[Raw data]
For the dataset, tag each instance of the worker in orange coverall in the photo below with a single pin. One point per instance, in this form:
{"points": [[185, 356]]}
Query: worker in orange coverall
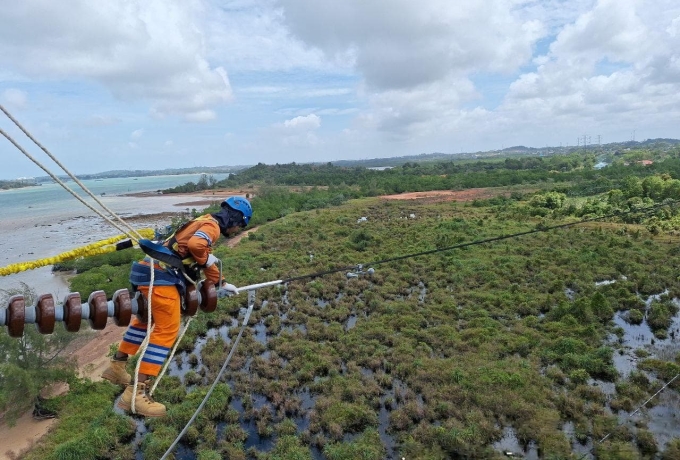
{"points": [[192, 243]]}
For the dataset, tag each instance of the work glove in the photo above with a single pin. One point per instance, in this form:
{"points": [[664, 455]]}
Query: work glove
{"points": [[230, 288], [211, 261]]}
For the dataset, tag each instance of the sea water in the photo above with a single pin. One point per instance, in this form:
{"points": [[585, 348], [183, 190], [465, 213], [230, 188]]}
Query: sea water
{"points": [[43, 221]]}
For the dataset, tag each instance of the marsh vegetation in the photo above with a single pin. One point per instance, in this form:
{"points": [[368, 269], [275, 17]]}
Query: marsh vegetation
{"points": [[444, 355]]}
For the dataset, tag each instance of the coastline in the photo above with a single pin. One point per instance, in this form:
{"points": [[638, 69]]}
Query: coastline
{"points": [[35, 236]]}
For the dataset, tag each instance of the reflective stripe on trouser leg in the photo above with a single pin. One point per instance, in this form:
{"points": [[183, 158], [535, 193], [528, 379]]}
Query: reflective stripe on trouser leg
{"points": [[165, 310]]}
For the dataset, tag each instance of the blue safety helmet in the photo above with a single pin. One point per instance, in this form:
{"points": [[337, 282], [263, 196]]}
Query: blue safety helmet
{"points": [[239, 203]]}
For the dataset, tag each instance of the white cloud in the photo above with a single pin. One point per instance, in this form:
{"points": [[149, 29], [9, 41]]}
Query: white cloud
{"points": [[201, 116], [308, 122], [139, 49], [102, 120], [15, 98], [568, 82], [408, 43]]}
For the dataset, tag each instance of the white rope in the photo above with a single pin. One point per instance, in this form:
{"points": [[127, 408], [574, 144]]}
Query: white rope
{"points": [[72, 176], [66, 187]]}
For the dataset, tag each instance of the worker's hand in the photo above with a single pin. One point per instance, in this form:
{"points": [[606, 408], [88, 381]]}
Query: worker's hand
{"points": [[211, 261], [230, 288]]}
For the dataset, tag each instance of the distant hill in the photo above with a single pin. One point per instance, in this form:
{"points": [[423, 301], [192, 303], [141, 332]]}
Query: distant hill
{"points": [[518, 150], [144, 173]]}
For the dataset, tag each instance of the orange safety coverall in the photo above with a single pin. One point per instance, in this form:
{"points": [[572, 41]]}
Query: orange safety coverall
{"points": [[194, 243]]}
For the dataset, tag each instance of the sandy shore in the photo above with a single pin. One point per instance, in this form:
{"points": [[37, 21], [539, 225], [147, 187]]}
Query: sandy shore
{"points": [[90, 354]]}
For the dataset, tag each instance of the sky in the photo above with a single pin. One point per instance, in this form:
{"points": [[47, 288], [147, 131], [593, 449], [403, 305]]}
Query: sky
{"points": [[155, 84]]}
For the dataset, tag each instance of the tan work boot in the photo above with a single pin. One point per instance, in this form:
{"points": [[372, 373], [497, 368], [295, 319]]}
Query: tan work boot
{"points": [[116, 373], [144, 405]]}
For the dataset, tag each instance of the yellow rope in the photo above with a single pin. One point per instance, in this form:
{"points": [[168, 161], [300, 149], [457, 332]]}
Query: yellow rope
{"points": [[99, 247]]}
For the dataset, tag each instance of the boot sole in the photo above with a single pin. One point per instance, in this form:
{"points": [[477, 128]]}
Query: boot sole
{"points": [[127, 407]]}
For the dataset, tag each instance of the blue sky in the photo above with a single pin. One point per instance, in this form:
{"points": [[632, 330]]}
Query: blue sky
{"points": [[153, 84]]}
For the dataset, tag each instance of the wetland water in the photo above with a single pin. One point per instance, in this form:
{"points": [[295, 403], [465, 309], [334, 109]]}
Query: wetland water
{"points": [[661, 419]]}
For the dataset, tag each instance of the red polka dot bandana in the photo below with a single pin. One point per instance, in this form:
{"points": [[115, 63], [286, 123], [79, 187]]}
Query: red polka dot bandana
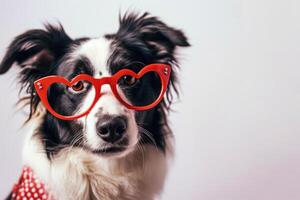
{"points": [[29, 187]]}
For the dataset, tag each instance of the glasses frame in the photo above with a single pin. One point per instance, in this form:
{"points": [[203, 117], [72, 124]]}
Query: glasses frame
{"points": [[42, 85]]}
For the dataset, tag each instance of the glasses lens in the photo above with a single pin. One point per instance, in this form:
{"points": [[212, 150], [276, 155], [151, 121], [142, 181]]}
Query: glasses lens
{"points": [[73, 100], [140, 92]]}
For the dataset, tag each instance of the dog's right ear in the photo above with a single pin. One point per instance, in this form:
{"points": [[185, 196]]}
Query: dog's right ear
{"points": [[36, 48]]}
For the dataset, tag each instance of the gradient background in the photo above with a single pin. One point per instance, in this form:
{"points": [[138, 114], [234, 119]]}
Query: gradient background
{"points": [[237, 124]]}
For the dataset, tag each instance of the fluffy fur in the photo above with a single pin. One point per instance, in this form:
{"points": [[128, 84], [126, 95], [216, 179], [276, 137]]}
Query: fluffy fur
{"points": [[69, 156]]}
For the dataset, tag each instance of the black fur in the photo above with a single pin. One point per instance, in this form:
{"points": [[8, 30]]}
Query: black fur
{"points": [[140, 40]]}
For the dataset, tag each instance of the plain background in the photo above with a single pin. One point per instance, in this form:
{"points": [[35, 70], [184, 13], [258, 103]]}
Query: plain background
{"points": [[237, 124]]}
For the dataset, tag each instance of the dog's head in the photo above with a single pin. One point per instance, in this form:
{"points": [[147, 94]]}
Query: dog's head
{"points": [[110, 128]]}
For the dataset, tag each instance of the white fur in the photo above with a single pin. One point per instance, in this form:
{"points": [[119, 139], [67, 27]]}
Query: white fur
{"points": [[97, 51], [78, 174], [74, 173]]}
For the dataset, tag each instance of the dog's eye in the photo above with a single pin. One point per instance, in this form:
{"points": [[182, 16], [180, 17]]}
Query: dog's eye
{"points": [[77, 87], [128, 81]]}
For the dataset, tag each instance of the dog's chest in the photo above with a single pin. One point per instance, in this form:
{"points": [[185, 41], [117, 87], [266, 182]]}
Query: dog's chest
{"points": [[83, 176]]}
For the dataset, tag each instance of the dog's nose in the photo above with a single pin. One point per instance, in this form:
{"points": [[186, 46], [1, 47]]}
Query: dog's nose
{"points": [[111, 129]]}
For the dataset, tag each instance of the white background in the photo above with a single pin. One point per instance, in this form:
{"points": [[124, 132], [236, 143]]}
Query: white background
{"points": [[237, 125]]}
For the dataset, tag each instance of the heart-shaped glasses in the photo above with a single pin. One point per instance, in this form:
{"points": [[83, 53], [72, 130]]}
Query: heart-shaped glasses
{"points": [[137, 91]]}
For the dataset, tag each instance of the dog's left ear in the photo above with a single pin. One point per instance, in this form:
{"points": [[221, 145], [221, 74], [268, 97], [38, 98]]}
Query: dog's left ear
{"points": [[37, 49], [35, 52], [160, 39]]}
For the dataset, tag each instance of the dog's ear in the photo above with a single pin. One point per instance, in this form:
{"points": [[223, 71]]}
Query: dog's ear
{"points": [[35, 52], [36, 48], [153, 37], [160, 38]]}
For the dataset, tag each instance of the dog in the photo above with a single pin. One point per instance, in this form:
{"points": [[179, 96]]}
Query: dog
{"points": [[69, 157]]}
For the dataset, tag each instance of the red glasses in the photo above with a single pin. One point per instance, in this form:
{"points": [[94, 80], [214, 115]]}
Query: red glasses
{"points": [[126, 86]]}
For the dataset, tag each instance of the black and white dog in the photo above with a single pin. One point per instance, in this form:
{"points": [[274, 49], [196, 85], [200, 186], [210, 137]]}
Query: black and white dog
{"points": [[69, 156]]}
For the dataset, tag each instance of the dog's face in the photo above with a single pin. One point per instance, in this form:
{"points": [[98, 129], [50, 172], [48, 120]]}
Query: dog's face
{"points": [[110, 129]]}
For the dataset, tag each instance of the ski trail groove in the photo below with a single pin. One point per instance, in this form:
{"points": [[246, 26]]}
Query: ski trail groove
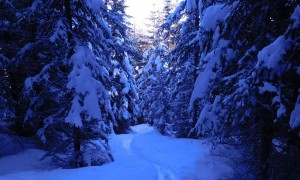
{"points": [[163, 173]]}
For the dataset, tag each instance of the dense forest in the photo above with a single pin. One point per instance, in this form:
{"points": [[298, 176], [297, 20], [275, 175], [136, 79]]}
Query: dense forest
{"points": [[73, 72]]}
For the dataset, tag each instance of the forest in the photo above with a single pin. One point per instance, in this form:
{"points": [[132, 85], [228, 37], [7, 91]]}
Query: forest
{"points": [[74, 74]]}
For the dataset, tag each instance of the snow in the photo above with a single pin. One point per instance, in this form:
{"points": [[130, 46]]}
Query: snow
{"points": [[190, 6], [296, 17], [203, 80], [95, 5], [295, 116], [143, 154], [272, 55], [267, 87], [213, 15]]}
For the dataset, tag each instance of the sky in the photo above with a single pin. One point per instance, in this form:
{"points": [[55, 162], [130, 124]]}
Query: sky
{"points": [[140, 11]]}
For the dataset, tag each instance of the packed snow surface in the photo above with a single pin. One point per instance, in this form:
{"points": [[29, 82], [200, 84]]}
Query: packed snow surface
{"points": [[143, 154]]}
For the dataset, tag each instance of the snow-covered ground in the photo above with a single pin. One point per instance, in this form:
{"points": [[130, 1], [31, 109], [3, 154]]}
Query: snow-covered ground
{"points": [[144, 154]]}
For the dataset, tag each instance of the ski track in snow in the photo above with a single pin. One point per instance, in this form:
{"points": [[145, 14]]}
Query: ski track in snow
{"points": [[163, 173], [143, 154]]}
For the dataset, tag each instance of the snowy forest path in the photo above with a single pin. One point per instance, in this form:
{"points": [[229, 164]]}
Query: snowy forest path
{"points": [[163, 172]]}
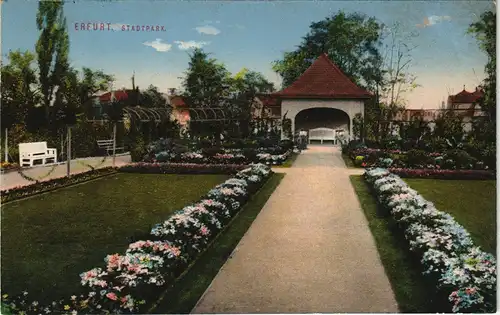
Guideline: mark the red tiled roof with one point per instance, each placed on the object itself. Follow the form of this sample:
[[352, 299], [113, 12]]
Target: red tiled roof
[[177, 101], [466, 97], [323, 79], [268, 100], [119, 95]]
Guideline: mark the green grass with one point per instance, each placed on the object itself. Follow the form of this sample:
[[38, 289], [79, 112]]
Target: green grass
[[410, 289], [186, 293], [471, 202], [348, 162], [48, 240], [290, 161]]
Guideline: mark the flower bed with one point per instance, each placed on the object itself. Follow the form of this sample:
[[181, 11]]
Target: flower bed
[[130, 282], [443, 174], [181, 168], [225, 156], [461, 272], [455, 159], [48, 185]]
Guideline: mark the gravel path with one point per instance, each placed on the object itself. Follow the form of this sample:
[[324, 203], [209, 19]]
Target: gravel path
[[309, 251]]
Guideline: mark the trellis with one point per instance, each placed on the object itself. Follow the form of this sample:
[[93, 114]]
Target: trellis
[[210, 114]]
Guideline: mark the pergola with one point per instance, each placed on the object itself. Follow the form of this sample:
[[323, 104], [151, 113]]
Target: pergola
[[210, 114], [144, 114]]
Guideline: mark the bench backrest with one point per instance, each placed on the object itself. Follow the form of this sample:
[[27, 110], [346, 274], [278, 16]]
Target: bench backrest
[[105, 143], [323, 133], [33, 147]]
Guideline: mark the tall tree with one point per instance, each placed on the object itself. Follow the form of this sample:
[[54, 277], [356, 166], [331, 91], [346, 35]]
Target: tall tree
[[485, 32], [390, 79], [18, 92], [153, 98], [352, 41], [245, 85], [206, 82], [52, 49]]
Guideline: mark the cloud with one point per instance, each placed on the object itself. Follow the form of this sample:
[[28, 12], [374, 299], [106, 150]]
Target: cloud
[[433, 20], [116, 26], [190, 44], [159, 45], [207, 29]]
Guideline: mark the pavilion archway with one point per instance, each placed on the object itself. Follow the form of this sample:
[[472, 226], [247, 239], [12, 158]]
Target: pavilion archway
[[325, 125]]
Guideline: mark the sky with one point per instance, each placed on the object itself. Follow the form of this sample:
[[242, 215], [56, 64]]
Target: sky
[[250, 34]]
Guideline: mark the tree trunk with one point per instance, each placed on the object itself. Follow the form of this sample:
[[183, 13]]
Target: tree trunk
[[6, 145], [68, 154], [114, 144]]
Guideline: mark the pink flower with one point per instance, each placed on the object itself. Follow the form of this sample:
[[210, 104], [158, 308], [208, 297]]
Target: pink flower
[[204, 230], [470, 290], [111, 296]]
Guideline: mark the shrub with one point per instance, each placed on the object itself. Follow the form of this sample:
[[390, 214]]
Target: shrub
[[391, 143], [461, 159], [211, 151], [359, 160], [148, 267], [39, 187], [286, 144], [417, 158], [138, 151], [443, 174], [462, 274]]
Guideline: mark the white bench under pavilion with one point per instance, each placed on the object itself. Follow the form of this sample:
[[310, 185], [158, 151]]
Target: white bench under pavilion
[[31, 152]]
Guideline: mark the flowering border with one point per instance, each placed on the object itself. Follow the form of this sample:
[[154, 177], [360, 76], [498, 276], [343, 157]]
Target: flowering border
[[148, 267], [228, 156], [181, 168], [460, 270], [52, 184], [443, 174]]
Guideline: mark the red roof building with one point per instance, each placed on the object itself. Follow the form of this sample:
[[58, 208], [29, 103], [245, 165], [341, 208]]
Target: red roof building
[[323, 79], [120, 95], [323, 100], [465, 97]]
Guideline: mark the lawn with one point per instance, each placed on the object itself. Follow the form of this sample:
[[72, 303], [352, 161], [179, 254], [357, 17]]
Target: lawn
[[348, 162], [49, 239], [183, 297], [471, 202], [401, 268]]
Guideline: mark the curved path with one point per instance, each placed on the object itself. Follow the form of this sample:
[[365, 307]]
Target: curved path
[[310, 249]]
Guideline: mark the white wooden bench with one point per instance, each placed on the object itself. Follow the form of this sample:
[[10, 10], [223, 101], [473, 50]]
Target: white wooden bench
[[107, 145], [321, 134], [36, 151]]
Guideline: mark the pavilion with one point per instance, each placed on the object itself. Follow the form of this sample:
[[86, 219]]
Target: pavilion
[[323, 101]]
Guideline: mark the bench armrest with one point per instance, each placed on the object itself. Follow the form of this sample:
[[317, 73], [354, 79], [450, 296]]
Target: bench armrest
[[52, 151]]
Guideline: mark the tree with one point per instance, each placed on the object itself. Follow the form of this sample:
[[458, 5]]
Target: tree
[[390, 79], [485, 32], [17, 89], [52, 50], [91, 82], [415, 132], [206, 82], [449, 127], [153, 98], [351, 41], [244, 87]]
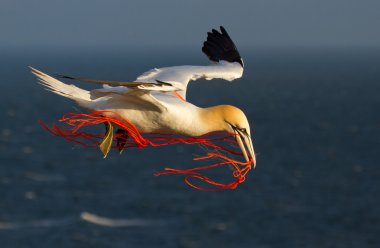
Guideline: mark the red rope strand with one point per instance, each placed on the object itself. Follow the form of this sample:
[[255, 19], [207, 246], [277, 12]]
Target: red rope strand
[[211, 142]]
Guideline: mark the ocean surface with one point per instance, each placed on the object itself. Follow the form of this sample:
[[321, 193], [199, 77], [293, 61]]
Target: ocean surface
[[315, 118]]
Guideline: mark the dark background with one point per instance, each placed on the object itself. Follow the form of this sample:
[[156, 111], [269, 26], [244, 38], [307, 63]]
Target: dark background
[[310, 91]]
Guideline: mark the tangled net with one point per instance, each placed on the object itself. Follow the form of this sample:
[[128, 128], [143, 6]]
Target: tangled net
[[73, 123]]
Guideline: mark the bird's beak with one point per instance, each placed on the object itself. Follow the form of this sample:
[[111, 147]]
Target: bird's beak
[[245, 143]]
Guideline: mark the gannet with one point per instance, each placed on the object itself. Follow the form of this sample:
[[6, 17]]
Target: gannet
[[156, 101]]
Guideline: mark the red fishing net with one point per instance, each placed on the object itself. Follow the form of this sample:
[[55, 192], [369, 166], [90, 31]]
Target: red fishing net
[[220, 147]]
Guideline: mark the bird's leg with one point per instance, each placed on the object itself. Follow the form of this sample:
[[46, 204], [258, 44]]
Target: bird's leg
[[121, 139], [106, 144]]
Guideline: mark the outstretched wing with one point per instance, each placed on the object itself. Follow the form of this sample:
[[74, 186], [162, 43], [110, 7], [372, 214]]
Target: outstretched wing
[[220, 49], [157, 86]]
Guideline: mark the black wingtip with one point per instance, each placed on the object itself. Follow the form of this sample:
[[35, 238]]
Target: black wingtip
[[219, 46]]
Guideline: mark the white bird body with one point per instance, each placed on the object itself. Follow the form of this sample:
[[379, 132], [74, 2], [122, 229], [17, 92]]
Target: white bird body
[[156, 101]]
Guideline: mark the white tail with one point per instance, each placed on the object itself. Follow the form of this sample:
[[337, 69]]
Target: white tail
[[82, 97]]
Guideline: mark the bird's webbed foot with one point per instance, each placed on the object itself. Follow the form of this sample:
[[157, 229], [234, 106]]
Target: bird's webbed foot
[[121, 139], [106, 144]]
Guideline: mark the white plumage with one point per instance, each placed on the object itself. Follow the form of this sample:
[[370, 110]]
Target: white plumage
[[156, 100]]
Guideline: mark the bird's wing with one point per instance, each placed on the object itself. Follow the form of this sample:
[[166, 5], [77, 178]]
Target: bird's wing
[[123, 86], [220, 49]]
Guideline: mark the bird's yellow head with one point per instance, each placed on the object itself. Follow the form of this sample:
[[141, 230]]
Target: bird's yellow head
[[233, 120]]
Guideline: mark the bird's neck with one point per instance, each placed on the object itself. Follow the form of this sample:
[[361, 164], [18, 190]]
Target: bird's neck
[[212, 119]]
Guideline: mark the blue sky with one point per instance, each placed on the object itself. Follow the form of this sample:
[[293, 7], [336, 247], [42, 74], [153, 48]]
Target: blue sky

# Task goal
Could you convert the stretch of data that opens with the line containing "Guideline: mark the gravel" and closes with the line containing "[[105, 143], [323, 133], [33, 147]]" into a JSON list of strings, one string per line and with blank lines left out?

# Written answer
[
  "Guideline: mark the gravel path with one point per instance, each placed on the object itself. Follow the form of this sample:",
  "[[324, 203], [209, 19]]",
  "Target: gravel path",
  "[[309, 251]]",
  "Guideline: mark the trellis with one point per instance, each placed on the object itself. Follow the form of this sample:",
  "[[93, 114]]",
  "Target: trellis",
  "[[210, 114]]",
  "Guideline: mark the pergola with one point per instance, each placed on the object itself. Follow the form of this sample:",
  "[[323, 104], [151, 113]]",
  "Target: pergola",
  "[[210, 114], [144, 114]]",
  "Guideline: mark the bench backrest with one point per instance, each placed on the object itself. Follow the form of this sample:",
  "[[27, 110], [346, 274], [278, 16]]",
  "Target: bench backrest",
  "[[105, 143], [323, 133], [33, 147]]"
]